▶ **Assignment**
When you find the word "below" in a line of the entries, please copy the whole line.

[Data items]
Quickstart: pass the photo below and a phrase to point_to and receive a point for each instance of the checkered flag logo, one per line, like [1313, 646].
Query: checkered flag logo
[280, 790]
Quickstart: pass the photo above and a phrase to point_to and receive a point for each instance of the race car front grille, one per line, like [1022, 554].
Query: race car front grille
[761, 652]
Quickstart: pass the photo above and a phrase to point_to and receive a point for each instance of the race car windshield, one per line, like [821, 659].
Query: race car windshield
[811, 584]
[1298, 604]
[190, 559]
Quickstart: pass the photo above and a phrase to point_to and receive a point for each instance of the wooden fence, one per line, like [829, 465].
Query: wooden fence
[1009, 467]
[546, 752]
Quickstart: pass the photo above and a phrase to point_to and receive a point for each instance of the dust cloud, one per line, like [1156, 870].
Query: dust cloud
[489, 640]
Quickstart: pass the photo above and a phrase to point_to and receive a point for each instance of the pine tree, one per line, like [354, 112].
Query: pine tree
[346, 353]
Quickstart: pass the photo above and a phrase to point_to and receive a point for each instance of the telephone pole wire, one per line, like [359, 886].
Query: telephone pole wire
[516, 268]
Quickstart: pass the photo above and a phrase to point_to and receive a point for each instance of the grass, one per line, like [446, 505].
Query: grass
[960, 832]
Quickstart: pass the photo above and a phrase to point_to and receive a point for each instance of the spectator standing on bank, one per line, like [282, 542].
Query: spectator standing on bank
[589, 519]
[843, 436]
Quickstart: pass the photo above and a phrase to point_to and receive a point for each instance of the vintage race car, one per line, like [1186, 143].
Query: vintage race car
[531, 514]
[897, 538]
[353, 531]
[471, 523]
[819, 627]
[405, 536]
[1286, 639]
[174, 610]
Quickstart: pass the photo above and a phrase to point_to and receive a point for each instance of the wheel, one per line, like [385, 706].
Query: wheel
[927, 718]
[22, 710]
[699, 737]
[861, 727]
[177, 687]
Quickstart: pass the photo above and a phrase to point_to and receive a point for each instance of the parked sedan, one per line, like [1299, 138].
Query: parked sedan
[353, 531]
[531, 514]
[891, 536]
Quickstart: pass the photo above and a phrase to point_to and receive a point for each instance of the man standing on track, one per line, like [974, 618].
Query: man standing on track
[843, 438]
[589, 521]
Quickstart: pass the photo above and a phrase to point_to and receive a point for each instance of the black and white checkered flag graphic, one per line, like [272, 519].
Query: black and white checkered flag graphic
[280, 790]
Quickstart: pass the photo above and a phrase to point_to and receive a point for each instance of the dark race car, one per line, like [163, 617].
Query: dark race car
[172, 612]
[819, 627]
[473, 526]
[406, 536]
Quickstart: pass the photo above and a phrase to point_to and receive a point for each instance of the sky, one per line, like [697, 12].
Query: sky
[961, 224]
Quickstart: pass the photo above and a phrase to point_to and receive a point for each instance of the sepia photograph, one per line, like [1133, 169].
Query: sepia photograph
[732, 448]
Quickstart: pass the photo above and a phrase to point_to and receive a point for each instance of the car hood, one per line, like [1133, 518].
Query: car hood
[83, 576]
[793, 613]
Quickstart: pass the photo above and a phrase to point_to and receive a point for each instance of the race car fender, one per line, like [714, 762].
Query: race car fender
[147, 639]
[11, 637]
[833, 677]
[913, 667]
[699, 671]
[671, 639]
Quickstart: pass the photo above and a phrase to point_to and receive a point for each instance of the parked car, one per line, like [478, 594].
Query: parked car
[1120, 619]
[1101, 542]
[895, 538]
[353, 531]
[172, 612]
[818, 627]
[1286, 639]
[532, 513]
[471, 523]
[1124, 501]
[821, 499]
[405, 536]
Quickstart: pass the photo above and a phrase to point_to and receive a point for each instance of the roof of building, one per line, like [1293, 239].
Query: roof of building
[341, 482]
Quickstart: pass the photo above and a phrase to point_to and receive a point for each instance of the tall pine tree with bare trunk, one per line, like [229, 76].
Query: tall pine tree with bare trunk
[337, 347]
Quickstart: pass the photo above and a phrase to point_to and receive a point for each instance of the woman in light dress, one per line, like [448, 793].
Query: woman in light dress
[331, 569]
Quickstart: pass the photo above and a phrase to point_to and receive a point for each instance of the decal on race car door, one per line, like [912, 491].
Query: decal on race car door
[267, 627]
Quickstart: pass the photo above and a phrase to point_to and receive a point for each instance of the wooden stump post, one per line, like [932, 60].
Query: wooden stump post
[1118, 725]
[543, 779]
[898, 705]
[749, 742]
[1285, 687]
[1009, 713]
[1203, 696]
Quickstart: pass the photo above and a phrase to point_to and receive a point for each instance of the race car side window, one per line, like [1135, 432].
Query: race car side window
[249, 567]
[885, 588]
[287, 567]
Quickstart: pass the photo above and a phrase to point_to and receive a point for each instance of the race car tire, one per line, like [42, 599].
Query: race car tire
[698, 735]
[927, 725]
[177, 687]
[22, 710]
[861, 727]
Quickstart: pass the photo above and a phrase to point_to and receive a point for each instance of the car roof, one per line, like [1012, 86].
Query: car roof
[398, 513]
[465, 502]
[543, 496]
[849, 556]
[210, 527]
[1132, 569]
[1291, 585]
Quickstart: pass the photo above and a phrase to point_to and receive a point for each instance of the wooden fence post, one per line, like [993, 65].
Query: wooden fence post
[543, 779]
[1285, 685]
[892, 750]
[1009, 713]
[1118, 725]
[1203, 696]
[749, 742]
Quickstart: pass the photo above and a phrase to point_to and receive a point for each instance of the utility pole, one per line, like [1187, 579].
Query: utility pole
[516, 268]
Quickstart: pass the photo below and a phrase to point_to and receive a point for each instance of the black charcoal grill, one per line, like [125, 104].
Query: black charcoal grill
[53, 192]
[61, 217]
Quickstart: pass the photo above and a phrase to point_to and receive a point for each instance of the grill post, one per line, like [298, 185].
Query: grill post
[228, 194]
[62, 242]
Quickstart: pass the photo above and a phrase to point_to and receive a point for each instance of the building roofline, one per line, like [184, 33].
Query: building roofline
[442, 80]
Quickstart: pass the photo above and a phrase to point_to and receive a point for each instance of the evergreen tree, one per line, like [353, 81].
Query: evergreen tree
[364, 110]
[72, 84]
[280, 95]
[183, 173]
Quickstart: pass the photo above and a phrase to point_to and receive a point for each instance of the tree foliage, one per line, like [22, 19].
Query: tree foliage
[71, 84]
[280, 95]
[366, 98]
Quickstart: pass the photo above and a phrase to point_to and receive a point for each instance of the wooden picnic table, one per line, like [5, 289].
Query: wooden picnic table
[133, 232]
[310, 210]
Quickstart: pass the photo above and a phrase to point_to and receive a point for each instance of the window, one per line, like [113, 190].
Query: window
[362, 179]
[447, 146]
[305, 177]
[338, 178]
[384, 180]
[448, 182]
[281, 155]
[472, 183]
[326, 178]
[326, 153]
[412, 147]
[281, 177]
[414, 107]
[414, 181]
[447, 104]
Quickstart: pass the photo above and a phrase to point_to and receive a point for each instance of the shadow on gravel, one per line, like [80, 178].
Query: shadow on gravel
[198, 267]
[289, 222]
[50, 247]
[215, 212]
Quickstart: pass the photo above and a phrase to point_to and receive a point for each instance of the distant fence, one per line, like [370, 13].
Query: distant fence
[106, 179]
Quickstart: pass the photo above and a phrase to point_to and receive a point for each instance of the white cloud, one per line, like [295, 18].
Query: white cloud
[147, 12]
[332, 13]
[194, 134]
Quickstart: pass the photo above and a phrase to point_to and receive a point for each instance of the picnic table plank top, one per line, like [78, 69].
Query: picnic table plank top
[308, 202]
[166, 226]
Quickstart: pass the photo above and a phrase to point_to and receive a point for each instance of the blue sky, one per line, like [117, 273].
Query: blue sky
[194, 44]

▶ **Answer space**
Quickstart: pass the photo below and a phrase to point_to and receive a point for each instance of the checkered flag logo, one per line, like [1313, 646].
Quickstart: pass the photo below and a phrase to point_to and receive a point for each instance of the black charcoal grill, one per line, like [125, 104].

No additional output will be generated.